**Aim**: Give everything from the line containing "Tag every instance of the blue jeans" down to the end of the material as a numbered list, without blank lines. Leave the pictures out.

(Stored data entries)
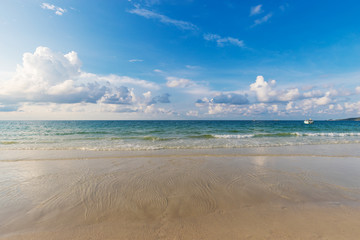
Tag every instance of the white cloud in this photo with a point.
(230, 98)
(174, 82)
(352, 107)
(256, 10)
(49, 77)
(221, 41)
(262, 20)
(164, 19)
(266, 93)
(58, 10)
(116, 79)
(263, 89)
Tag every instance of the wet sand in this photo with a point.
(307, 192)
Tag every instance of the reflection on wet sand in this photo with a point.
(177, 196)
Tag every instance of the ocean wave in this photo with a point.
(289, 134)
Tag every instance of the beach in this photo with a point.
(288, 192)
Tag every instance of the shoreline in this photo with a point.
(274, 193)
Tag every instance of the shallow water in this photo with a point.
(155, 135)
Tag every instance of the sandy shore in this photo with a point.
(308, 192)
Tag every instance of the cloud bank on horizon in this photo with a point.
(54, 82)
(158, 59)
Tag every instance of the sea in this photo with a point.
(157, 135)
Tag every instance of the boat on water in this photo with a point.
(308, 121)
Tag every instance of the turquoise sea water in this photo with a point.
(153, 135)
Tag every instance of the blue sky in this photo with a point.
(190, 59)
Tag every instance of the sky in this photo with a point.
(172, 59)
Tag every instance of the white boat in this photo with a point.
(308, 121)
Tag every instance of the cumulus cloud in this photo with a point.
(164, 19)
(264, 19)
(192, 113)
(122, 95)
(265, 91)
(58, 10)
(222, 41)
(256, 10)
(164, 98)
(174, 82)
(49, 77)
(231, 98)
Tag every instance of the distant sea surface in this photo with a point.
(154, 135)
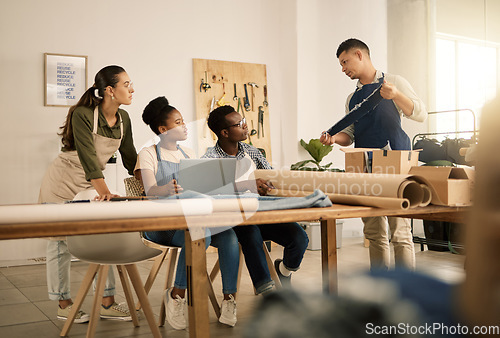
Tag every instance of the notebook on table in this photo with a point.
(211, 176)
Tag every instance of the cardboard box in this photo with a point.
(450, 186)
(378, 161)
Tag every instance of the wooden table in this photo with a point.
(195, 250)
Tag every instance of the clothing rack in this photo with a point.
(474, 132)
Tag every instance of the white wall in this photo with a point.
(410, 49)
(155, 41)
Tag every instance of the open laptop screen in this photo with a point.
(210, 176)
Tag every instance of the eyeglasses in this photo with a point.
(129, 85)
(239, 124)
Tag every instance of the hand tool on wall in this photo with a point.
(254, 85)
(253, 131)
(204, 84)
(205, 125)
(221, 101)
(261, 122)
(265, 97)
(246, 103)
(212, 106)
(243, 113)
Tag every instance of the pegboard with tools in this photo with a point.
(241, 85)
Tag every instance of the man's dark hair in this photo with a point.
(350, 44)
(217, 119)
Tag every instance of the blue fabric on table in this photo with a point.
(316, 199)
(266, 203)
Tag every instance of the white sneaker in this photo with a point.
(175, 309)
(228, 311)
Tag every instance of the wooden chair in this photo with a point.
(169, 254)
(134, 187)
(123, 250)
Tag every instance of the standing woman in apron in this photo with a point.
(95, 128)
(158, 166)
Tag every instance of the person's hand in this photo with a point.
(105, 197)
(263, 186)
(173, 188)
(327, 139)
(388, 91)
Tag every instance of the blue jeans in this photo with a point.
(229, 257)
(289, 235)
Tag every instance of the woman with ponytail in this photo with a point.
(95, 128)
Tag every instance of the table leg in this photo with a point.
(329, 255)
(196, 265)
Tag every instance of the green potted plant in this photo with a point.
(318, 151)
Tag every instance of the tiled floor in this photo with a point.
(26, 311)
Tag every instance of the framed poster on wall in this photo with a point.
(65, 79)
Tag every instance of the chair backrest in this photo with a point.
(119, 248)
(133, 187)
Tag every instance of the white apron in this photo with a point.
(65, 177)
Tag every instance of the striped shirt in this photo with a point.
(243, 148)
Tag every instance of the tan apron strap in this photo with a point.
(96, 116)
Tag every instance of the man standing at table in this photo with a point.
(380, 128)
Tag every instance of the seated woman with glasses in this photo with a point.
(158, 165)
(231, 130)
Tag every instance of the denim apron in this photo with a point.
(167, 171)
(381, 126)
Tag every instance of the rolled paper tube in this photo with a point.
(12, 214)
(369, 201)
(412, 191)
(235, 204)
(426, 200)
(378, 185)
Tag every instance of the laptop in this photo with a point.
(211, 176)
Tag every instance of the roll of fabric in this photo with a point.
(359, 184)
(369, 201)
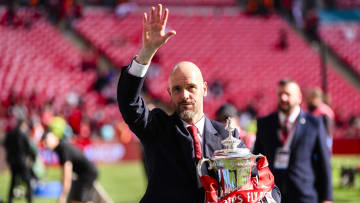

**Output**:
1. Tag every instance of the blue jeans in this photo with a point.
2. (229, 257)
3. (289, 235)
4. Tag every instance of the woman with ponytail in this photo with a point.
5. (95, 128)
6. Tag every instance of the table leg in this photo with a point.
7. (329, 255)
8. (196, 265)
9. Tag every instance of the green potted plant in this photo with a point.
10. (318, 151)
11. Tag every instance of the tiled floor in this photo with a point.
12. (26, 311)
13. Tag every instance of the framed poster on wall in this photo with a point.
14. (65, 79)
15. Tag every instance of the chair backrest in this photo with a point.
16. (119, 248)
17. (133, 187)
18. Tag every instance of the white apron in this photo with a point.
19. (65, 177)
20. Tag every instance of the striped shirt in this photo with a point.
21. (243, 148)
22. Tag every instance of the tan apron strap in this photo with a point.
23. (96, 116)
24. Tag every instance of the man standing at table in this photo with a point.
25. (380, 128)
26. Tag every instance of the seated woman with glasses in this photo with a point.
27. (158, 165)
28. (231, 130)
29. Tag every instance of the denim apron in this photo with a point.
30. (167, 171)
31. (381, 126)
32. Tag every instance of the rolled paper tube in this photo with a point.
33. (12, 214)
34. (369, 201)
35. (412, 191)
36. (235, 204)
37. (426, 200)
38. (378, 185)
39. Tag every instance of the laptop in this photo with a point.
40. (211, 176)
41. Tag every instance of the roll of fabric in this photo with a point.
42. (359, 184)
43. (369, 201)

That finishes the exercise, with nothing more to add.